■ **GEKOZEN FRAGMENT**:
Belang wederuitvoer verminderd

Figuren 2 laat de bijdrage van verschillende componenten van de uitvoer aan de groei van het Nederlandse bbp zien. Het blijkt dat de bijdrage van de wederuitvoer (figuur 2a) aan de bbp-groei volledig in lijn met de lagere wereldhandelsgroei is gedaald. In de periode 1999–2007 bedroeg de jaarlijkse bbp-bijdrage van de wederuitvoer 0,3 procentpunt; in 2011–2015 was dit nog maar 0,2 procentpunt. Deze cijfers worden bevestigd door statistieken van de Rotter­damse haven: terwijl de behandelde vracht in de periode 1999–2007 met 3 procent per jaar toenam, is deze groei in de periode 2011–2015 bijna gehalveerd tot gemiddeld 1,7 procent per jaar (cijfers: Havenbedrijf Rotterdam).

De bbp-bijdrage van de binnenlands geproduceerde uitvoer blijkt echter goed stand te houden (figuur 2b). In 1995-2007 droeg de binnenlands geproduceerde uitvoer jaarlijks gemiddeld 0,9 procentpunt bij aan het bbp; in de periode na de crisis was dit 0,7 procentpunt.

Figuur 2

Toegevoegde waarde

Een verklaring voor het standhouden van de bijdrage aan het bbp is dat de toegevoegde waarde die per euro binnenlands geproduceerde uitvoer wordt verdiend, sinds kort weer stijgt. Terwijl het aandeel van de bruto toegevoegde waarde in de Nederlandse uitvoer (exclusief weder­uitvoer) tussen 1995 en 2011 zakte van 70 naar 63 procent (figuur 3a) is er de laatste jaren sprake van stabilisatie en in 2015 zelfs van een ommekeer van de trend. Dit kan te maken hebben met de stagnering van het opknippen van de produc­tie in mondiale waardeketens (Timmer en De Vries, 2015). Het verder fragmenteren van de productie vermindert namelijk de binnenlandse toegevoegde waarde, omdat dan het buitenland een groter deel van het productieproces voor zijn rekening neemt.

Gegevens segmentatiemaskers
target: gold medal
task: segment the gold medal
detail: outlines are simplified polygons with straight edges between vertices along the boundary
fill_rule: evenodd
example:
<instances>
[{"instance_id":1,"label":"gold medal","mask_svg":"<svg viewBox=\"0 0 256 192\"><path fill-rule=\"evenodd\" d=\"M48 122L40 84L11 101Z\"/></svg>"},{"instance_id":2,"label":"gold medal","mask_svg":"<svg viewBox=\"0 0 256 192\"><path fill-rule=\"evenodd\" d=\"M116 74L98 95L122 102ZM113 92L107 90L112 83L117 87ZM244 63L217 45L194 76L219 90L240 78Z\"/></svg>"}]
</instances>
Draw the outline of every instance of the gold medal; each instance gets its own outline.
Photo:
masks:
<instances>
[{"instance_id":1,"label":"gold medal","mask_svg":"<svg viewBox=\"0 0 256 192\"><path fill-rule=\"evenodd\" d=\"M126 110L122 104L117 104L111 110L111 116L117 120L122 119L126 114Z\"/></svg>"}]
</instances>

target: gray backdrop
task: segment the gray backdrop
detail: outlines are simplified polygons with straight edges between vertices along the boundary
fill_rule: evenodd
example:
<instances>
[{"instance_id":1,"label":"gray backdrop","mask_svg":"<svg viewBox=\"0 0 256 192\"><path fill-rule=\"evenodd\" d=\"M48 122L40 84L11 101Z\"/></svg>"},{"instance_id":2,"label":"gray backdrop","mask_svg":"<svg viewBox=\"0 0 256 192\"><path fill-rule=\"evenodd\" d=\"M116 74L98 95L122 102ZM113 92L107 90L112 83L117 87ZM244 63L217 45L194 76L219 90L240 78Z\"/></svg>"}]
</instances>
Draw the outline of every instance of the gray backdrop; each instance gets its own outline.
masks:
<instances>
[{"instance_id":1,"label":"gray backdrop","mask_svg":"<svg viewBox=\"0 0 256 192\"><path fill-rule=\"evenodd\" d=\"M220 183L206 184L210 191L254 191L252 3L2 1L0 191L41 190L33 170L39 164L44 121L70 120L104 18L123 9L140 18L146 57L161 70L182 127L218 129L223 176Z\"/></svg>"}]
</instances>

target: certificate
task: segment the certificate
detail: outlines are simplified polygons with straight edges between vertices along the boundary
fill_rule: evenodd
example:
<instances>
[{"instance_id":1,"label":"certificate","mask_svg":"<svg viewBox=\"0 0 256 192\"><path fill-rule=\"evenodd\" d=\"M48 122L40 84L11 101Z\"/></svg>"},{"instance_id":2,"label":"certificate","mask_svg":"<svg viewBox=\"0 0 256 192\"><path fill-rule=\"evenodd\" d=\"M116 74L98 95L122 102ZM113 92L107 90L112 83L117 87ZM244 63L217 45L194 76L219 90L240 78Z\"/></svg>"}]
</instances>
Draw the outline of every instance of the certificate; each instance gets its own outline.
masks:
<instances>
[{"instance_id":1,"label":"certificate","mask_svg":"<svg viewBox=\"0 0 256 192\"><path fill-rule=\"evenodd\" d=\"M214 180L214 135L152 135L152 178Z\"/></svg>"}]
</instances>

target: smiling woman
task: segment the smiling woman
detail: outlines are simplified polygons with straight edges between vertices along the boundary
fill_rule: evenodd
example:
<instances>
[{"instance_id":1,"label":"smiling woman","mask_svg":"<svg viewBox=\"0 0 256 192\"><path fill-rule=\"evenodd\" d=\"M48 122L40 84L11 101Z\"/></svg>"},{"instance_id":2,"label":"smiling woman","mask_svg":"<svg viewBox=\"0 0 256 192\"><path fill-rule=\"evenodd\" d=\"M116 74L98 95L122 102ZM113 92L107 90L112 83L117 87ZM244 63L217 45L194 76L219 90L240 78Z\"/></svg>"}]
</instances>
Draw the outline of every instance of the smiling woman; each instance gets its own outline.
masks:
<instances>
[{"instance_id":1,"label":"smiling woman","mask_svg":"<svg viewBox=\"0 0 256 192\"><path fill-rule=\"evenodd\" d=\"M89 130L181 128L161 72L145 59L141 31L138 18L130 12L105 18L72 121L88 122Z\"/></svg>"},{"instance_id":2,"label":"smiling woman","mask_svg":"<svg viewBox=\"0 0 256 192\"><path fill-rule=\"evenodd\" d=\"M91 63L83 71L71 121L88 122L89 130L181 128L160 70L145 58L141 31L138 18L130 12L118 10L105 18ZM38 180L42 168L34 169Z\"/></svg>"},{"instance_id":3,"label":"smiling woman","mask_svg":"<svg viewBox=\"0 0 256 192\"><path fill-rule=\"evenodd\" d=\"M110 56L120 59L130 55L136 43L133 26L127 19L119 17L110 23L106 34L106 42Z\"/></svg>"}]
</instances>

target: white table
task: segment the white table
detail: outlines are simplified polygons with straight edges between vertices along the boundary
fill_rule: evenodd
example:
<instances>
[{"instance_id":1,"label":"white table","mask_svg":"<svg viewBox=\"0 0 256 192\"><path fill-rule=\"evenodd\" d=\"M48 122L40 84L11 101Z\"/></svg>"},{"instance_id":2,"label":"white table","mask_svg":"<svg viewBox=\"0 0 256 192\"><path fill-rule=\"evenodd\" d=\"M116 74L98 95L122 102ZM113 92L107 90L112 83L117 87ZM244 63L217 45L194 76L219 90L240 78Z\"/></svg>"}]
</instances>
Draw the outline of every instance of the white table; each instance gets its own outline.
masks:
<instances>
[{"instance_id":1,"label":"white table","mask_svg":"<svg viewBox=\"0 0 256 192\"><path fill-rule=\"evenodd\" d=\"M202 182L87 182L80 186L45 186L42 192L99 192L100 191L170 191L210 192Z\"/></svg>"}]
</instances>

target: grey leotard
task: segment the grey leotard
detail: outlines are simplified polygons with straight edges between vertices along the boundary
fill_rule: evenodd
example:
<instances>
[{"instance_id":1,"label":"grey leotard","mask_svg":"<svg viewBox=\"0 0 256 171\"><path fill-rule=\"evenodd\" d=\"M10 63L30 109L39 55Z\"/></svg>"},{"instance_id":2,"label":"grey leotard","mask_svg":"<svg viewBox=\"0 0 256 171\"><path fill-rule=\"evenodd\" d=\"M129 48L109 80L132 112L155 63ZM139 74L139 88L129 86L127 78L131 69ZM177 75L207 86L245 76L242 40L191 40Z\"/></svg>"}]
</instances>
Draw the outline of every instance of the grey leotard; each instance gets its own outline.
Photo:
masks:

■ **WERKOPDRACHTEN**:
**A.** Beantwoord de volgende vragen over het fragment over de Nederlandse uitvoer:
(i) Hoe groot was de jaarlijkse bbp-bijdrage van de wederuitvoer in de periode 2011–2015?
(ii) Met hoeveel procent per jaar nam de behandelde vracht in de Rotterdamse haven toe in de periode 1999–2007?
(iii) Tot welk percentage zakte het aandeel van de bruto toegevoegde waarde in de Nederlandse uitvoer tussen 1995 en 2011?
**B.** Schrijf het vervolg van het fragment over de Nederlandse uitvoer.
Voor het werk heb je de records niet nodig.

■ **ANTWOORDEN**:
**A.**
(i) 0,2 procentpunt.
(ii) 3 procent per jaar.
(iii) Tot 63 procent.

**B.**
De stijging van het aandeel van de toegevoegde waarde is te danken aan een aantal specifieke sectoren (figuur 3b). In onder meer de voedingsmiddelenindustrie, de machine-industrie en de elektrotechnische industrie liep de toegevoegde waarde in de uitvoer op. Deze ontwikkelingen compenseerden voor onder meer de forse daling van het aandeel van de aardgassector.

Figuur 3

Beperkte uitvoer naar opkomende markten

Verder worden Nederlandse producten maar beperkt uit­gevoerd naar opkomende markten, wat het standhouden van de bijdrage van de binnenlands geproduceerde uitvoer aan het bbp onder meer verklaart. Veertig procent van de mondiale uitvoer betreft uitvoer naar de opkomende markten China, Brazilië, India, Rusland en Zuid-Afrika. Maar de invoervraag van deze landen daalt trendmatig (ECB, 2016). In 2015 bedroeg de uitvoer naar de grootste opkomende markten vier procent van de totale Nederlandse uitvoer; als rekening wordt gehouden met de indirecte blootstelling via uitvoer van onze belangrijkste handelspartners (Duitsland, Frankrijk, België, VS en VK) naar opkomende markten is dit aandeel negen procent. Dit aandeel volgt al jaren een oplopende trend, maar is relatief beperkt ten opzichte van de mondiale uitvoer. Voor Nederland hangt de wereldvraag vooral af van de binnenlandse vraag in ontwikkelde landen, die relatief stabiel blijft (ECB, 2016). De lagere wereldhandelsgroei vertaalt zich ook hierdoor niet een-op-een naar de Nederlandse uitvoer.

istock.com/ake1150sb

Conclusie

Zorgen over de wereldhandel staan, vooral met de ­dreiging van Amerikaans protectionisme, opnieuw bovenaan de agenda. Hoewel de wederuitvoer is afgenomen, leidt de zwakke handelsgroei voorlopig niet tot een significante daling van de bijdrage van de binnenlands geproduceerde uitvoer aan de Nederlandse bbp-groei. Een belangrijke verklaring hiervoor is dat het aandeel van de toegevoegde waarde in de Nederlandse uitvoer niet langer daalt, onder andere als gevolg van een veranderende productmix.

Literatuur

ECB (2016) Understanding the weakness in global trade. What is the new normal?, ECB ­Occasional Paper 178.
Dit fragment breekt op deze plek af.